### Data in this exercise
______

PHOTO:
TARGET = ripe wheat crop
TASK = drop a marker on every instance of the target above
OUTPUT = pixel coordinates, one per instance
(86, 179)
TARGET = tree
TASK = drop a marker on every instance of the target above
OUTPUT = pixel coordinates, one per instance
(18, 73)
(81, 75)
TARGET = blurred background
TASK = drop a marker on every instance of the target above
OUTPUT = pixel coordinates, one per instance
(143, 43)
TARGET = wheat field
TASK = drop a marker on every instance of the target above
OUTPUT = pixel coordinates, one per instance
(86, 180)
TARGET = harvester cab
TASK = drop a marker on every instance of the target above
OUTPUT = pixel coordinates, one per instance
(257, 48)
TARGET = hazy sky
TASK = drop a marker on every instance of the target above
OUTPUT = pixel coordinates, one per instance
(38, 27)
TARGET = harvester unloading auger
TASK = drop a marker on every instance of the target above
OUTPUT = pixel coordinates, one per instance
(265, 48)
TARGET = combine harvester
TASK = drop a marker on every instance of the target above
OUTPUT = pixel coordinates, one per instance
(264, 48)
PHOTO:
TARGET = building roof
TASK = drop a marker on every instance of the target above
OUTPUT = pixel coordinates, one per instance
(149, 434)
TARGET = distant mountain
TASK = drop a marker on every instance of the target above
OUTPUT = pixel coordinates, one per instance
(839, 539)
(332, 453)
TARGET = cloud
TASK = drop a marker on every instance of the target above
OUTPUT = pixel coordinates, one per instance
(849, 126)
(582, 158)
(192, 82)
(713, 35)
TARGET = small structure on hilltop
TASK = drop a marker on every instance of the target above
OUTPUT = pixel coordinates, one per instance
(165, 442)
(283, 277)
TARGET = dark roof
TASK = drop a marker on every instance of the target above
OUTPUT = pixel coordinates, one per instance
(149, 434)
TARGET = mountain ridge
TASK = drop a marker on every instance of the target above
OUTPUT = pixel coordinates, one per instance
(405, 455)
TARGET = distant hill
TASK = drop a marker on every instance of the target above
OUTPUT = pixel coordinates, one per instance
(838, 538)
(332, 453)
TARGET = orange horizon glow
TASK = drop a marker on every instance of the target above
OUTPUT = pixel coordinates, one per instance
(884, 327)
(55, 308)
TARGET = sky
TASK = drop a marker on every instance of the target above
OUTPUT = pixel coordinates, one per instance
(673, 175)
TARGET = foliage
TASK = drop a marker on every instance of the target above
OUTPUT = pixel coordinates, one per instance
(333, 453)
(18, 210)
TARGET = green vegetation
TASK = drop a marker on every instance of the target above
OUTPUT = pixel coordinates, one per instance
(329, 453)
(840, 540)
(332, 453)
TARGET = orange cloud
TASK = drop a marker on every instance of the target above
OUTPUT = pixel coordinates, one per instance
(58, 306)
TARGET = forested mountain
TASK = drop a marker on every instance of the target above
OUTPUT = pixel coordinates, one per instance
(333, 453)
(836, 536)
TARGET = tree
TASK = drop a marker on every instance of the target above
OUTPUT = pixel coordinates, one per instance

______

### Set exercise
Convert every line of the material above into a JSON list of strings, one string per line, omitting any blank lines.

### Output of the task
[
  "PHOTO:",
  "TARGET = ripe wheat crop",
  "TASK = drop a marker on every instance of the target above",
  "OUTPUT = pixel coordinates, one per instance",
  "(86, 179)",
  "TARGET = tree",
  "TASK = drop a marker on every instance of the target above",
  "OUTPUT = pixel coordinates, one per instance",
  "(18, 73)",
  "(81, 75)",
  "TARGET = blurred background",
  "TASK = drop a marker on every instance of the target above",
  "OUTPUT = pixel coordinates, one per instance",
  "(143, 43)",
  "TARGET = wheat field",
  "TASK = drop a marker on every instance of the target above",
  "OUTPUT = pixel coordinates, one per instance",
  "(86, 180)",
  "TARGET = harvester cab",
  "TASK = drop a marker on every instance of the target above",
  "OUTPUT = pixel coordinates, one per instance",
  "(257, 48)",
  "TARGET = hazy sky",
  "TASK = drop a marker on every instance of the target above",
  "OUTPUT = pixel coordinates, one per instance",
  "(38, 27)",
  "TARGET = harvester unloading auger",
  "TASK = drop a marker on every instance of the target above",
  "OUTPUT = pixel coordinates, one per instance",
  "(265, 48)",
  "TARGET = combine harvester",
  "TASK = drop a marker on every instance of the target above",
  "OUTPUT = pixel coordinates, one per instance",
  "(264, 48)",
  "PHOTO:",
  "TARGET = building roof",
  "TASK = drop a marker on every instance of the target above",
  "OUTPUT = pixel coordinates, one per instance",
  "(149, 434)",
  "TARGET = distant mountain",
  "TASK = drop a marker on every instance of the target above",
  "OUTPUT = pixel coordinates, one per instance",
  "(839, 539)",
  "(332, 453)",
  "TARGET = cloud",
  "TASK = drop a marker on every instance of the target above",
  "OUTPUT = pixel coordinates, one per instance",
  "(849, 126)",
  "(582, 158)",
  "(192, 82)",
  "(713, 35)",
  "TARGET = small structure on hilltop",
  "TASK = drop a marker on every instance of the target above",
  "OUTPUT = pixel coordinates, one per instance",
  "(165, 442)",
  "(283, 277)",
  "TARGET = dark roof",
  "TASK = drop a marker on every instance of the target above",
  "OUTPUT = pixel coordinates, one per instance",
  "(149, 434)",
  "TARGET = mountain ridge",
  "TASK = drop a marker on every instance of the target above",
  "OUTPUT = pixel coordinates, one per instance",
  "(405, 455)",
  "TARGET = distant hill",
  "TASK = drop a marker on every instance of the target above",
  "OUTPUT = pixel coordinates, one per instance",
  "(838, 538)",
  "(332, 453)",
  "TARGET = orange horizon glow",
  "TASK = drop a marker on every instance of the target above",
  "OUTPUT = pixel coordinates, one per instance",
  "(884, 327)",
  "(55, 308)",
  "TARGET = sky",
  "TASK = drop a marker on every instance of the target above",
  "OUTPUT = pixel coordinates, one per instance",
  "(673, 175)",
  "TARGET = foliage",
  "TASK = drop a marker on every instance of the target above",
  "OUTPUT = pixel coordinates, one per instance",
  "(333, 453)",
  "(18, 210)",
  "TARGET = green vegetation",
  "TASK = drop a marker on every instance of the target above",
  "OUTPUT = pixel coordinates, one per instance",
  "(329, 453)",
  "(840, 540)",
  "(332, 453)",
  "TARGET = orange cloud",
  "TASK = drop a marker on every instance of the target above",
  "OUTPUT = pixel coordinates, one per instance",
  "(58, 306)",
  "TARGET = forested mountain",
  "TASK = drop a marker on every instance of the target above",
  "OUTPUT = pixel coordinates, one per instance",
  "(333, 453)",
  "(836, 536)",
  "TARGET = tree",
  "TASK = drop a marker on every instance of the target above",
  "OUTPUT = pixel coordinates, one per instance"
]